--- AUSGEWÄHLTER AUSZUG ---

Leitsatz (amtlich)

1. Wird einem Elternteil die elterliche Sorge entzogen und verfolgt er im Beschwerdeverfahren nur noch das Ziel, dass statt des Jugendamts ein naher Verwandter zum Vormund bestellt wird, lässt dies seine Beschwerdebefugnis nicht entfallen.

2. Das Jugendamt kann nach § 1791 b BGB erst dann als Amtsvormund/Pfleger ausgewählt werden, wenn - anders als vorliegend die Tante des Kindes - ein geeigneter ehrenamtlicher Einzelvormund nicht gefunden werden kann.

 

Normenkette

BGB §§ 1697a, 1779 Abs. 2 S. 1, §§ 1791b, 1915 Abs. 1; GG Art. 6 Abs. 2 S. 1, Abs. 3

 

Verfahrensgang

AG Heidelberg (Aktenzeichen 35 F 174/20)

---

## AUFGABEN
• 1. Nach welcher Vorschrift kann das Jugendamt laut dem Auszug zur Vormundbestellung als Amtsvormund oder Pfleger ausgewählt werden?
• 2. Schreibe den Auszug zur Vormundbestellung im Anschluss an die Angabe zum Verfahrensgang weiter.

--- EXTRAHIERTE DATEN ---

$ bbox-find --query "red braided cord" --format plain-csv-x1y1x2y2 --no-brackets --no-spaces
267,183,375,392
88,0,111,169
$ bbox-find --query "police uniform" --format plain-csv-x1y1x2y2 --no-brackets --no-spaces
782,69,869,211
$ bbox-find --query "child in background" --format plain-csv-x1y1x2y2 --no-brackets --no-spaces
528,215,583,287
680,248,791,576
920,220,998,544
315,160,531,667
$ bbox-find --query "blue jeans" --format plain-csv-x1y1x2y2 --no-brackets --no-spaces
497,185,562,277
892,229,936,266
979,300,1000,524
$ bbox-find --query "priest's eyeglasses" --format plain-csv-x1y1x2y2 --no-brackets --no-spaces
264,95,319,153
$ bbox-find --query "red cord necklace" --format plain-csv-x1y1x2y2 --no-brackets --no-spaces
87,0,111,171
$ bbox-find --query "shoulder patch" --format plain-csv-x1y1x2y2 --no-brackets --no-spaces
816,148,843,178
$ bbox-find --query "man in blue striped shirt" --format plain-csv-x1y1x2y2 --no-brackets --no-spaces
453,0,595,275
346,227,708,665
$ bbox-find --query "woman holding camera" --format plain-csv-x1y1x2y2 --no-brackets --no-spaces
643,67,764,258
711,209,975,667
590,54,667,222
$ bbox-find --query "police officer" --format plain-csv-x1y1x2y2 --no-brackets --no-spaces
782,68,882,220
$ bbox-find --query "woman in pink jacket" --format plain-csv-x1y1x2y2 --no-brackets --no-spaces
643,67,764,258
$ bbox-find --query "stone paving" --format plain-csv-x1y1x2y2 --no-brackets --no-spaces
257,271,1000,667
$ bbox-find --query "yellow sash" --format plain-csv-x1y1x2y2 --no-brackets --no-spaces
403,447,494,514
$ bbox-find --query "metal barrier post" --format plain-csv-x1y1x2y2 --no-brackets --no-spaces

---

## ANTWORTEN
• 1. Nach § 1791 b BGB.

• 2.
Tenor

1. Auf die Beschwerde der Mutter wird Ziffer 2 Satz 2 des Beschlusses des Amtsgerichts - Familiengericht - Heidelberg vom 23.12.2021 (AZ. 35 F 174/20) dahingehend abgeändert, dass Frau K. als Ergänzungspflegerin ausgewählt wird.

2. Der Beschluss vom 10.03.2022 im Verfahren 303 F 73/21 des Amtsgerichts - Familiengericht - Heidelberg ist damit gegenstandslos.

3. Gerichtskosten werden nicht erhoben, außergerichtliche Kosten werden nicht erstattet.

4. Der Verfahrenswert für das Beschwerdeverfahren wird auf EUR 4.000,00 festgesetzt.

 

Gründe

I. Gegenstand des Verfahrens sind Maßnahmen zum Schutz der am 27.11.2013 geborenen A..

A. ist aus der Beziehung der Kindeseltern W. und C. hervorgegangen.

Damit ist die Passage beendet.